- [QUOTED PASSAGE]:
____________
I just wanted to wish everyone the best of luck on your journeys  I will have a look on here from time to time to see how you are doing <3

Sorry for no personal's  xxx

Lots of love and hugs 
Kez xxx


----------



## pollita

Kez, I'm so sorry lovely   I hope that you're able to self-fund, I know it's so bloody expensive. Wishing you all the best xxx


----------



## MadameG

Hi all,

Kez I'm so sorry hunny, that really does suck. I hope you can find a way to continue forwards - perhaps look at treatment abroad as it can be cheaper? Wishing you plenty of luck, you'll get there some how  xxxxxx

Flutter lovely to have you back  hope you can get back on the horse ASAP, no more hellish times allowed xxxxxx

Leni I hope you get a date ASAP - it's been far too long for you! Fashion sounds like jolly hard work, hope the shows go well for you xxx

Pollita how you feeling, any better? Yes get the clinic on high alert for her arrival  I bet she would be gob smacked at how 'normal' treatment really is and how lovely they all are there xxx

MrsRL enjoy the form filling, the first of many with egg share   xxxx

Afm AF is here and the doughnuts are very flat tonight! However I think I may have been right about the IB...three extremely faint lines on three different brands of tests yesterday, but nothing today. I suppose one of DH's wriggles must have snuck through...don't really know what to make of it, bit of a head spin. If I hadn't tested yesterday I would have been none the wiser, yet they weren't definitive enough to really be 'proof' of anything....I also suspected that 'something' may have been prolonging the doughnuts as they did go down after ovulation and then shot back up. The rollercoaster continues... I have booked my scan in for FET on the 2nd though, so hopefully in 18ish days I will be pupo   xxx


----------



## pollita

Madame, great news on the donuts. What a shocker about the HPTs!! Test again tomorrow just incase! Imagine all this IVF malarkey and then you get a surprise natural BFP  Glad that FET is so soon, you'll be pupo soon

I had an awful night and morning, very flu like (sick!) and had to get my mum to buy and deliver some bread to me as I couldn't face eating any meat  feeling better this afternoon though and managed to take the dog to the beach for an hour this evening.
____________
Using the forum thread, decide whether each statement agrees with it: (a) MadameG has booked a scan for FET on the 2nd; (b) pollita took the dog to the park for an hour; (c) MadameG saw faint lines on two brands of tests. Answer yes or no for each and quote the words that decide it. The records that come next are from a different source.
____________
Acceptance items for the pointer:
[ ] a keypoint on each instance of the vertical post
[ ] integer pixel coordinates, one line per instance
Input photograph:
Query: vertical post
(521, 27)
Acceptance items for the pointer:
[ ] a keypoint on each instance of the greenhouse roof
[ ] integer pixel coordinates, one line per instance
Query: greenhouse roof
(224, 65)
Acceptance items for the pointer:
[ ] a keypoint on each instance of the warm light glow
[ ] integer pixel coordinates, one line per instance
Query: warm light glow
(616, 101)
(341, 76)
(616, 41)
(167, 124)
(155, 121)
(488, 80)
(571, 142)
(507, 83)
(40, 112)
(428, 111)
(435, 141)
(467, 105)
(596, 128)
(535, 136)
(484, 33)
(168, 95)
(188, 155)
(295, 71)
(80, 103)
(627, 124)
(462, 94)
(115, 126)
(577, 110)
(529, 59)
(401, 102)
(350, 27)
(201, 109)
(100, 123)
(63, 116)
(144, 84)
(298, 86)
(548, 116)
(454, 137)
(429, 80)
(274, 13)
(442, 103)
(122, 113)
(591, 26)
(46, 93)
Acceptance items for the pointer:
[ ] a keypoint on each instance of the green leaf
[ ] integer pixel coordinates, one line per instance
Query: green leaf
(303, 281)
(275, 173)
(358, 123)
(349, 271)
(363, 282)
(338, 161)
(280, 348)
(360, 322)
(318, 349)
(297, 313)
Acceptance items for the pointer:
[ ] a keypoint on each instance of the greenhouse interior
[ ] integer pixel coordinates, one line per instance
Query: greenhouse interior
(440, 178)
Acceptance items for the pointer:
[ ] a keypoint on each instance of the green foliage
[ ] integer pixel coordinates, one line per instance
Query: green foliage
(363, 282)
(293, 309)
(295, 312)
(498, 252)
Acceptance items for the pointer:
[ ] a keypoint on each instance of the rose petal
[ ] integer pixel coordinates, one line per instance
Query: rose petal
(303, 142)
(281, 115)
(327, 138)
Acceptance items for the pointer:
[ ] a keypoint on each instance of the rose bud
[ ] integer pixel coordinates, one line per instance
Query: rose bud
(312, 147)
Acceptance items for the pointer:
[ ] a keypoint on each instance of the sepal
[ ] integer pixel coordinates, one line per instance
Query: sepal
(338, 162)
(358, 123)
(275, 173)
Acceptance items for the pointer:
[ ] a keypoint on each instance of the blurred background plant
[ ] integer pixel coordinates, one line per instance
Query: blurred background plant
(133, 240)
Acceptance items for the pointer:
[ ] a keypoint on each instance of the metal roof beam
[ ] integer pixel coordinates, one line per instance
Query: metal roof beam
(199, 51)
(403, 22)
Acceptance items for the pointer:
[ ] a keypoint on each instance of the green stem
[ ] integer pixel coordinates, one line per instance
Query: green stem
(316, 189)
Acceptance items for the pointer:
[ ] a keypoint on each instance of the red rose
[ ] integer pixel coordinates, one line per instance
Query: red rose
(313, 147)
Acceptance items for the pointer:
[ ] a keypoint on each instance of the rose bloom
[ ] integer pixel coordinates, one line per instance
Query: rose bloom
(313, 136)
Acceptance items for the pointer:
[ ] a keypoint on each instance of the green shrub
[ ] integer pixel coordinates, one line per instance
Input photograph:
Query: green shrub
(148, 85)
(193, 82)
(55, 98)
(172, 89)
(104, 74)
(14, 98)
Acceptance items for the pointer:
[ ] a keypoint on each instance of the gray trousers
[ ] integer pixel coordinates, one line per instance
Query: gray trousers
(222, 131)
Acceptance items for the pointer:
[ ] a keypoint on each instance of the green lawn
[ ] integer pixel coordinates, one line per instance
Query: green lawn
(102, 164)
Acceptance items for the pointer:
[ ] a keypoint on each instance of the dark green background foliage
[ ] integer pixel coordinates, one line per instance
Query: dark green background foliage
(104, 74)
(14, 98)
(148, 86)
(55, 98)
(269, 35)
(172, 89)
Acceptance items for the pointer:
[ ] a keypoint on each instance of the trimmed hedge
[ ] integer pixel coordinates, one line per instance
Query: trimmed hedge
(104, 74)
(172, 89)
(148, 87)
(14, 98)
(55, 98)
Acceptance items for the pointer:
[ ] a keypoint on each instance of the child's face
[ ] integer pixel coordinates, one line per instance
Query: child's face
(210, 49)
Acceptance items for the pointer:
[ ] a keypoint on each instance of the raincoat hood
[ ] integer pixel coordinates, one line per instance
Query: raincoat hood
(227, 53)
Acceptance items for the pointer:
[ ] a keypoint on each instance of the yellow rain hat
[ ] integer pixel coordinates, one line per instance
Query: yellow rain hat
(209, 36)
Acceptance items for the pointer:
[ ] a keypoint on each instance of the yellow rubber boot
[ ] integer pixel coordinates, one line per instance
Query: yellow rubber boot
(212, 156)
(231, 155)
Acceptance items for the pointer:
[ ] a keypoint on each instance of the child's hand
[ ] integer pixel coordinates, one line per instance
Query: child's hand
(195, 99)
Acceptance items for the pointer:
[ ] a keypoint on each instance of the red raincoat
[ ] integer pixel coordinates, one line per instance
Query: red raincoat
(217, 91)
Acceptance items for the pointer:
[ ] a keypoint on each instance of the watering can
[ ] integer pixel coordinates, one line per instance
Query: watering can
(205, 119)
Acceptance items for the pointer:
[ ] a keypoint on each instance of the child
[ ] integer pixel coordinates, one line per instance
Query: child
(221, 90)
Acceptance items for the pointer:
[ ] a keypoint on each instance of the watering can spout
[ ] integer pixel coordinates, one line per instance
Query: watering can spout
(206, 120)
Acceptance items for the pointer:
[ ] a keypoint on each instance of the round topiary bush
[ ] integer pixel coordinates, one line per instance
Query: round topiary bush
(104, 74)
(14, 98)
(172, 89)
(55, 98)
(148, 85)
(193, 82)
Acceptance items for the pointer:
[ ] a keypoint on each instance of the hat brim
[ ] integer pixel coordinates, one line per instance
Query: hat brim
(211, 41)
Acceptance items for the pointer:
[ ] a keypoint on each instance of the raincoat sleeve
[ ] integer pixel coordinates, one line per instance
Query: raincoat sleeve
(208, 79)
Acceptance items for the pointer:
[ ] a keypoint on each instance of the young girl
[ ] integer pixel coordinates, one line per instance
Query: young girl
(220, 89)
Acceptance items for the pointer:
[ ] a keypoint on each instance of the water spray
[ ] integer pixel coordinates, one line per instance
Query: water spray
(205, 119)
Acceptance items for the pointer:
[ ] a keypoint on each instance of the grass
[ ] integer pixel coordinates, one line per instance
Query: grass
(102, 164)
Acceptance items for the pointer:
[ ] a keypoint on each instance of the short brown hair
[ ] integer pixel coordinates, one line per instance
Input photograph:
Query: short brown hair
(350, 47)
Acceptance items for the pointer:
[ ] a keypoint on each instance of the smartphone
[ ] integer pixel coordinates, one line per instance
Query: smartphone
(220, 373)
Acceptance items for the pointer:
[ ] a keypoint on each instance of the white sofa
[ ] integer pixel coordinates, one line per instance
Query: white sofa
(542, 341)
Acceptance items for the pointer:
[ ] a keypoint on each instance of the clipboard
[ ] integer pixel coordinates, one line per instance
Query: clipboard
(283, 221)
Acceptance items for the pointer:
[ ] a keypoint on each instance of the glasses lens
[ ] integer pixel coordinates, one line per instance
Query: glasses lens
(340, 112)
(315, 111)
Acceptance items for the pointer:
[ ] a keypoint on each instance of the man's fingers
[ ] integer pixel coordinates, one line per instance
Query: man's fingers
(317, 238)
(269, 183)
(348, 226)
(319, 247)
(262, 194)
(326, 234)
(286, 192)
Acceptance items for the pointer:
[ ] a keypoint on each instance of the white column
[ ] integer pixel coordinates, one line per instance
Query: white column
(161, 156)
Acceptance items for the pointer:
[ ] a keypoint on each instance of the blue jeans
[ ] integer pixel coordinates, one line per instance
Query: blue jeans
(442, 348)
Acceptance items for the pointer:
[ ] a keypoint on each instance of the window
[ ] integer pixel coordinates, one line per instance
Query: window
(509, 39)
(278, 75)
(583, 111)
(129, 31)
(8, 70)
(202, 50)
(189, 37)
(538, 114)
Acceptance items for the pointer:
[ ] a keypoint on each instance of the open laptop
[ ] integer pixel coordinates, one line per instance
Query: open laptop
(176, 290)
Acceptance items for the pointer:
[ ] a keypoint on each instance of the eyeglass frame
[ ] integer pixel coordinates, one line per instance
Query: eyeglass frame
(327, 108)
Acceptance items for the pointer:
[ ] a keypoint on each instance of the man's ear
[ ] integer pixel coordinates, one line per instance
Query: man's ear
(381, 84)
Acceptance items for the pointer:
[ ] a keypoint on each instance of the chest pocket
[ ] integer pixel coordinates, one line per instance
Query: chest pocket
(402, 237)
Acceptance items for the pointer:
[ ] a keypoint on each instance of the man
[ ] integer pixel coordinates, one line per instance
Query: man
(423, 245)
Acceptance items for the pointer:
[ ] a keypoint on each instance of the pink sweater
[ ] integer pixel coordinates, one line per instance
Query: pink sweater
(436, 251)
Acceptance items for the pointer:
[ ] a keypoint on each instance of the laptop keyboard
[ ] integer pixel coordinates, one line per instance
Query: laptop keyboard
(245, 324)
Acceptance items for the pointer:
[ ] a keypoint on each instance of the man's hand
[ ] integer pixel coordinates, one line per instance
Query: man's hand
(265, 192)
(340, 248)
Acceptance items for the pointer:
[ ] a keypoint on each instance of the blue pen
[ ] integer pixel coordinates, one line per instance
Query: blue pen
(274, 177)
____________
- [REPLY TO THE TASK]:
(a) Yes: "I have booked my scan in for FET on the 2nd though"
(b) No: "managed to take the dog to the beach for an hour this evening"
(c) No: "three extremely faint lines on three different brands of tests yesterday"